TASK INSTRUCTIONS: Your reply should be a single number, the count of lines in the records that contain the string "below".

EXCERPTED RECORDS:

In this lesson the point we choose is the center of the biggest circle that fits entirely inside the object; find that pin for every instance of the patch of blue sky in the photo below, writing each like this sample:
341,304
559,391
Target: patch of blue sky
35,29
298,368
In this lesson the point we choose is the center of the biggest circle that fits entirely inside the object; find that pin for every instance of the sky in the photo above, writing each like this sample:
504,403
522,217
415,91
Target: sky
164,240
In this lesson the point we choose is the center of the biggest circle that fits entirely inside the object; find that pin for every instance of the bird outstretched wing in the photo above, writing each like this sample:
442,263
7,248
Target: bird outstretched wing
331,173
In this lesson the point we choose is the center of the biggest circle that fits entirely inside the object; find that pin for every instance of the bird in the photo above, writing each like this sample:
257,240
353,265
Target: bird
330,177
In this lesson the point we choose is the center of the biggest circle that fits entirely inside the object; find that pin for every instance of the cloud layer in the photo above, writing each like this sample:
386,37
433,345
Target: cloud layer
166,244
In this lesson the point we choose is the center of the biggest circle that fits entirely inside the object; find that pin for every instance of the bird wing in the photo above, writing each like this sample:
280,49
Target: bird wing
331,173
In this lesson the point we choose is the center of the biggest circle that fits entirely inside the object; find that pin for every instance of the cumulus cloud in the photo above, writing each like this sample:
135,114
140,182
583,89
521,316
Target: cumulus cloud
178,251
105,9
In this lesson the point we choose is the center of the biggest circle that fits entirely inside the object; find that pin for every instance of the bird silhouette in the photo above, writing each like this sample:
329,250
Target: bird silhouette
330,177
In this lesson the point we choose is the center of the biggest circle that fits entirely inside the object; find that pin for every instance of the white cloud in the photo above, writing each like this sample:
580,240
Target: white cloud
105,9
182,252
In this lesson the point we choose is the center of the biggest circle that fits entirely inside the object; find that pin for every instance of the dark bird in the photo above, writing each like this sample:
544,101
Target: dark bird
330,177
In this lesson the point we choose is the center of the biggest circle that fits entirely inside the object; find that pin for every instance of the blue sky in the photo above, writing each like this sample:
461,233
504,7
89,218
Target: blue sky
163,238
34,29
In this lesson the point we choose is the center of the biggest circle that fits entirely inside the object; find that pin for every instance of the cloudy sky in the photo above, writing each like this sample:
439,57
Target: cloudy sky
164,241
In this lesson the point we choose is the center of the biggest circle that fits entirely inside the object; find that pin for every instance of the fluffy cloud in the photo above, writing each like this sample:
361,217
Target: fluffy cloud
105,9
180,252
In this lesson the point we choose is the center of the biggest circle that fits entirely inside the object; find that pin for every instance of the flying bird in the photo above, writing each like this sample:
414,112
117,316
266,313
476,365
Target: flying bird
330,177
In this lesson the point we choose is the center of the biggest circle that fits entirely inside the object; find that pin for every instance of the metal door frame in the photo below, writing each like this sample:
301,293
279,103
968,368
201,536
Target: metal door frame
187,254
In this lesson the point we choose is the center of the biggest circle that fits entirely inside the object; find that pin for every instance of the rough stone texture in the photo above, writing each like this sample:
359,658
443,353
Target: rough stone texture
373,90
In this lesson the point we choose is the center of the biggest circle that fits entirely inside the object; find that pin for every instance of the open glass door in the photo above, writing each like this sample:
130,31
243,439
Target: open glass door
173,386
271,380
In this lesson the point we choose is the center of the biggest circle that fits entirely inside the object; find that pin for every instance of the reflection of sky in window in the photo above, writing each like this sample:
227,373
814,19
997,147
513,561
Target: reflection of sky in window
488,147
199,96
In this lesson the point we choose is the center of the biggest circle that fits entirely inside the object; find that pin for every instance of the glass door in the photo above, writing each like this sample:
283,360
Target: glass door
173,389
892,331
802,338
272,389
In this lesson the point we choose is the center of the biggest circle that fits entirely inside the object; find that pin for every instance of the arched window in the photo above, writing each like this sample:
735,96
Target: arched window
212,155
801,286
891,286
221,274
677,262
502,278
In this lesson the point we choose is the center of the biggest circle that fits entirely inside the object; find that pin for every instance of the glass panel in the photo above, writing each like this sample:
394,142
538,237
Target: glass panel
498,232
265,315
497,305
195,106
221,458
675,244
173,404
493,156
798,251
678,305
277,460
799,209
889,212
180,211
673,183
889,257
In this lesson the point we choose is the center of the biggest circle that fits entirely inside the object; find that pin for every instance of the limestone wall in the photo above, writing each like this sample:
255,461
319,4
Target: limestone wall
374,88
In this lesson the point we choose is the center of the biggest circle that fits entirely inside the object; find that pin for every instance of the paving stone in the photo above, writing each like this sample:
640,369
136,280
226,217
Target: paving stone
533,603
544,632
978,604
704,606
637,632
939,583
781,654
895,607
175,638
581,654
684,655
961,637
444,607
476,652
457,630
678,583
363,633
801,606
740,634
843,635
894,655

ANSWER BOX: 2